__What you will do__
Omit all images. Write out the rest of the material exactly.

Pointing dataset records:

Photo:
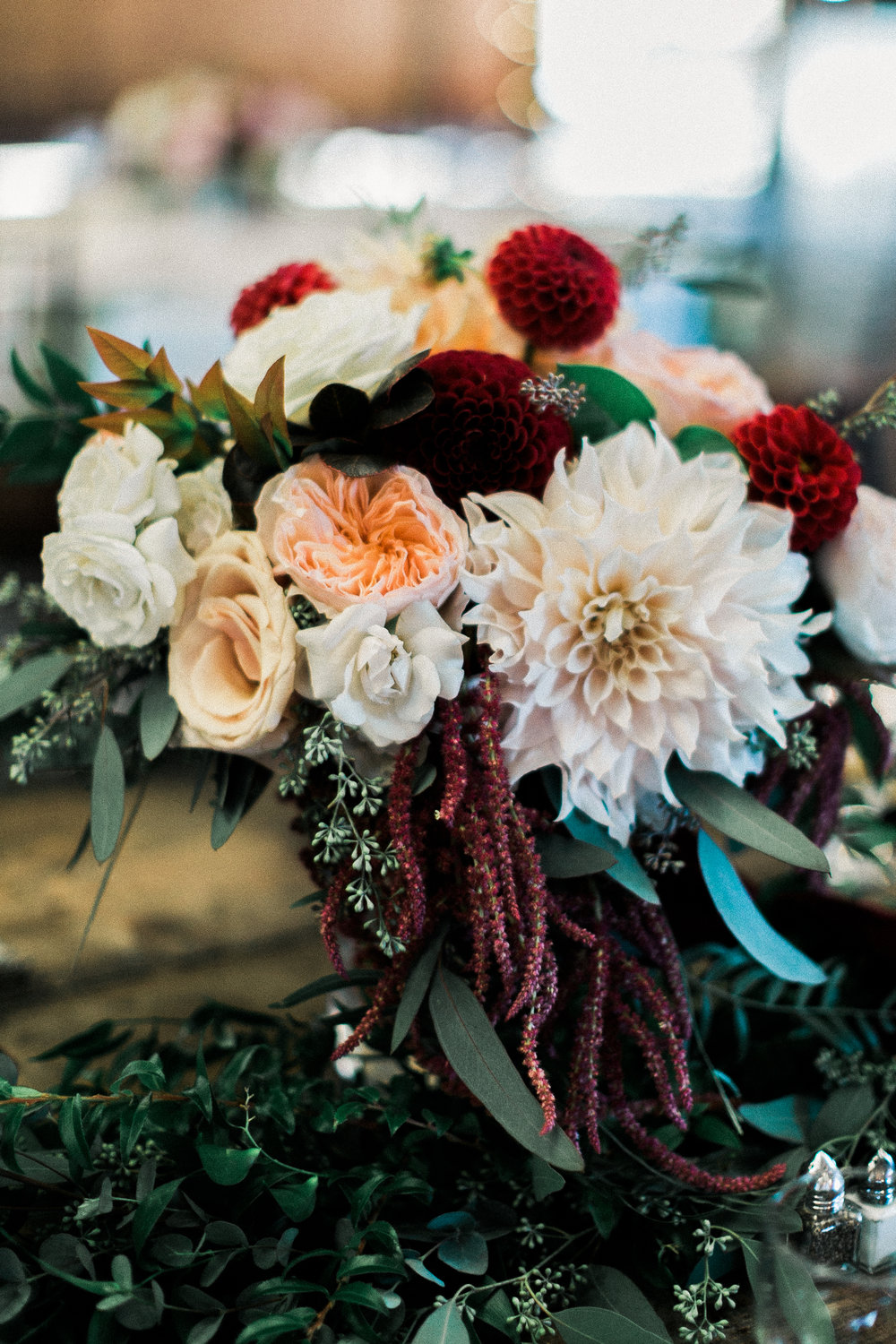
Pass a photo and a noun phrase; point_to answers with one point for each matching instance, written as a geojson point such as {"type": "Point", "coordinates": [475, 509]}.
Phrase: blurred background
{"type": "Point", "coordinates": [158, 158]}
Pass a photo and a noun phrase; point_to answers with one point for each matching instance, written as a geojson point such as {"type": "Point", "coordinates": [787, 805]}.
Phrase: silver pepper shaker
{"type": "Point", "coordinates": [877, 1202]}
{"type": "Point", "coordinates": [831, 1222]}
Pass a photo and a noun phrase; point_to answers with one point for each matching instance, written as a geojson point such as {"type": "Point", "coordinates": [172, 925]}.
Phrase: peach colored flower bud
{"type": "Point", "coordinates": [340, 539]}
{"type": "Point", "coordinates": [233, 652]}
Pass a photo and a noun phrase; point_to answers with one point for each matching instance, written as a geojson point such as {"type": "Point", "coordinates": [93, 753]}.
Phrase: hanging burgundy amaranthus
{"type": "Point", "coordinates": [587, 978]}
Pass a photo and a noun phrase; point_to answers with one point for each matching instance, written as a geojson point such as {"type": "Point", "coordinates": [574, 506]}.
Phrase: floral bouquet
{"type": "Point", "coordinates": [538, 621]}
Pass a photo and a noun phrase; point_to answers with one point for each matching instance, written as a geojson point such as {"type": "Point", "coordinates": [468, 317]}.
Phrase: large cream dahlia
{"type": "Point", "coordinates": [641, 609]}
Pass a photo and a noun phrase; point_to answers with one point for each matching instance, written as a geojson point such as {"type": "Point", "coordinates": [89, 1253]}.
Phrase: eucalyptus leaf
{"type": "Point", "coordinates": [474, 1051]}
{"type": "Point", "coordinates": [598, 1325]}
{"type": "Point", "coordinates": [107, 795]}
{"type": "Point", "coordinates": [297, 1201]}
{"type": "Point", "coordinates": [159, 715]}
{"type": "Point", "coordinates": [611, 392]}
{"type": "Point", "coordinates": [799, 1300]}
{"type": "Point", "coordinates": [416, 989]}
{"type": "Point", "coordinates": [563, 857]}
{"type": "Point", "coordinates": [745, 921]}
{"type": "Point", "coordinates": [444, 1327]}
{"type": "Point", "coordinates": [785, 1117]}
{"type": "Point", "coordinates": [241, 784]}
{"type": "Point", "coordinates": [844, 1115]}
{"type": "Point", "coordinates": [546, 1180]}
{"type": "Point", "coordinates": [228, 1166]}
{"type": "Point", "coordinates": [30, 680]}
{"type": "Point", "coordinates": [694, 440]}
{"type": "Point", "coordinates": [742, 817]}
{"type": "Point", "coordinates": [328, 986]}
{"type": "Point", "coordinates": [611, 1289]}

__Result for this task__
Photo:
Pass a photo and a noun phrase; point_to answers with one point for each matching instance, written as a geojson point such as {"type": "Point", "coordinates": [475, 509]}.
Phrase: blurred background
{"type": "Point", "coordinates": [158, 158]}
Pass a photo and a noun phrase; point_to answers with one point for each matching instance, written as a geojson point such as {"type": "Point", "coordinates": [787, 805]}.
Phrase: silver pepper shaker
{"type": "Point", "coordinates": [877, 1202]}
{"type": "Point", "coordinates": [831, 1222]}
Pass a photo and a noun phrase; point_to answers with one point for each matching instance, written as a geojson point such as {"type": "Point", "coordinates": [172, 925]}.
Phrase: peach colored flower bud
{"type": "Point", "coordinates": [340, 539]}
{"type": "Point", "coordinates": [233, 652]}
Pass a photo and a noun phrase; point_to answers with one point for each matching instance, written as a geojson point such as {"type": "Point", "coordinates": [93, 753]}.
Phrase: hanging burgundy amaranthus
{"type": "Point", "coordinates": [587, 978]}
Pass a photo and a noun phrase; point_to answers with one point for each matching instance, written as a geojson point such as {"type": "Point", "coordinates": [574, 506]}.
Phrase: floral bouquet
{"type": "Point", "coordinates": [538, 621]}
Pass a photo and a noun phrase; point_to answers with one point for each matching instance, written as a geojson point such as {"type": "Point", "coordinates": [468, 317]}.
Phrase: large cream dahlia
{"type": "Point", "coordinates": [641, 609]}
Pass a photo and a noun phrase; point_to answers with one point for each matching instance, written as a geojson point such as {"type": "Point", "coordinates": [89, 1253]}.
Phrase: eucalyptus leaf
{"type": "Point", "coordinates": [474, 1051]}
{"type": "Point", "coordinates": [598, 1325]}
{"type": "Point", "coordinates": [107, 795]}
{"type": "Point", "coordinates": [297, 1201]}
{"type": "Point", "coordinates": [159, 715]}
{"type": "Point", "coordinates": [611, 392]}
{"type": "Point", "coordinates": [799, 1300]}
{"type": "Point", "coordinates": [416, 989]}
{"type": "Point", "coordinates": [563, 857]}
{"type": "Point", "coordinates": [745, 921]}
{"type": "Point", "coordinates": [444, 1327]}
{"type": "Point", "coordinates": [785, 1117]}
{"type": "Point", "coordinates": [241, 784]}
{"type": "Point", "coordinates": [844, 1115]}
{"type": "Point", "coordinates": [546, 1180]}
{"type": "Point", "coordinates": [228, 1166]}
{"type": "Point", "coordinates": [30, 680]}
{"type": "Point", "coordinates": [694, 440]}
{"type": "Point", "coordinates": [742, 817]}
{"type": "Point", "coordinates": [328, 986]}
{"type": "Point", "coordinates": [611, 1289]}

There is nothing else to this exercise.